***** RECORDS FOR THE TASK
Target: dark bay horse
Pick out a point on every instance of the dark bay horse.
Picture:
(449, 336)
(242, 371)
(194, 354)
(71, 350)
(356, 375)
**********
WORK TO DO
Please repeat all of the material above word for word, keeping every line as it stands.

TASK SOLUTION
Target: dark bay horse
Pick out a point on every instance of the dark bay horse.
Picture:
(449, 336)
(242, 371)
(194, 354)
(71, 350)
(356, 375)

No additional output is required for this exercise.